══ SOURCE DOCUMENT

Cant stand Lisa n Brenden    
Dont like Vincent but like Rachel   
Not a big Tom fan  
Am gutted for Austin n Erin     

SO i guess it will be Tom in my house now will try anything to make sure Lisa doesnt win


----------



## Siobhan1 (Jun 24, 2004)

I love Vincent!! He is so funny! I think alot of people just don't get his humour.
I hope he & Rachel get to the final week.

It's interesting how Brendan can complain about other couple's marks & be really obvious that he thinks the guys have been over marked & still be loved but Vincent is seen as smug  

I'm happy with the weekend's result, although if I'd had my way both boys would have been in the dance off!  

Roll on next week  

What are we all going to talk about after Christmas?!


----------



## custard (Jan 20, 2006)

I can't bear Vincent or Brendan!!  I feel sorry for their partners as I would probably vote for Lisa otherwise.  But then I also LOVE Camilla (and Tom!) so they will get my votes from now on!  Camilla is a really great teacher, choreographer and all round lovely person so I think it's her turn for the glitterball!  IMHO!

Love,
Jen
xxx


----------



## Catb33 (Aug 1, 2006)

I think it will be Rachel and Tom in the final as unless Rachel has a REALLY bad week the judges will always pick her. Austin will be missed big time, but I'll just have to vote for Tom over and over and over and over......


----------



## Siobhan1 (Jun 24, 2004)

Now it's the last 3 I don't think the judges should get to vote. It should be the audience vote only.

I do like Camilla. Next year I hope Anton has a good partner, he deserves to finally lift the glitterball!


----------



## leoaimee (Jun 3, 2008)

i really felt for Erin at the end she was so sad wasnt she.
camilla does seem really sweet too.

to be honest i would love any of the three left to win.  i think they have all been really great and sweet and lovely.

im glad there are some other vincent fans out there.  i think he is so cute and funny!

════
══ MATERIALS PROVIDED

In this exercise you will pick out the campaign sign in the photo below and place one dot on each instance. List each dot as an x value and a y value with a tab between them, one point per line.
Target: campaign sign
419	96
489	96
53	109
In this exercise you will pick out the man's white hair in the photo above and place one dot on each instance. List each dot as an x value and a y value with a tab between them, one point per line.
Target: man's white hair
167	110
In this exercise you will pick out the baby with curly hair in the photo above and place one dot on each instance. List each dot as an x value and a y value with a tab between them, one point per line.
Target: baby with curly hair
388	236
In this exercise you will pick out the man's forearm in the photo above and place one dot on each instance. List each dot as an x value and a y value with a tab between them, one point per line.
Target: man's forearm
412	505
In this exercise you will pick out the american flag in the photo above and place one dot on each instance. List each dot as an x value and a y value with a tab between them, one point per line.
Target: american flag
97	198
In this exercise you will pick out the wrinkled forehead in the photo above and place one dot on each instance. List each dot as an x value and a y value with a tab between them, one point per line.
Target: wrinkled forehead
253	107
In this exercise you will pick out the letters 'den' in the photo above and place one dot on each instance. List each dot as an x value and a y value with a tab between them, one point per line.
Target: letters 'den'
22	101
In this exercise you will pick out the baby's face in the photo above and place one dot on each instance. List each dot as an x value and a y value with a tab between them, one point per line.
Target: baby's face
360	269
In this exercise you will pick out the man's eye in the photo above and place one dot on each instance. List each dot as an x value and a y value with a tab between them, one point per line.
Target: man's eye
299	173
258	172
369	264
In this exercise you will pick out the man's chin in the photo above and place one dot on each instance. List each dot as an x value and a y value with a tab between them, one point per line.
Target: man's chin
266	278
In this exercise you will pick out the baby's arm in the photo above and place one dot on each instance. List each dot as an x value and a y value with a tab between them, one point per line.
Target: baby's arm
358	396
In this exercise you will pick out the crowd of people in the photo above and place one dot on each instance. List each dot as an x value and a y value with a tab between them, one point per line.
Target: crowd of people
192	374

════

▶ [REQUIRED TASK 1]: In the forum thread, which two contestants does Catb33 expect to see in the final?
▶ [REQUIRED TASK 2]: Rewrite the listing from the line that contains "In this exercise you will pick out the baby's face" through the end of the listing, replacing "dot" with "marker" and leaving everything else unchanged.

▶ [EXERCISE OUTPUT 1]: Rachel and Tom.

▶ [EXERCISE OUTPUT 2]:
In this exercise you will pick out the baby's face in the photo above and place one marker on each instance. List each marker as an x value and a y value with a tab between them, one point per line.
Target: baby's face
360	269
In this exercise you will pick out the man's eye in the photo above and place one marker on each instance. List each marker as an x value and a y value with a tab between them, one point per line.
Target: man's eye
299	173
258	172
369	264
In this exercise you will pick out the man's chin in the photo above and place one marker on each instance. List each marker as an x value and a y value with a tab between them, one point per line.
Target: man's chin
266	278
In this exercise you will pick out the baby's arm in the photo above and place one marker on each instance. List each marker as an x value and a y value with a tab between them, one point per line.
Target: baby's arm
358	396
In this exercise you will pick out the crowd of people in the photo above and place one marker on each instance. List each marker as an x value and a y value with a tab between them, one point per line.
Target: crowd of people
192	374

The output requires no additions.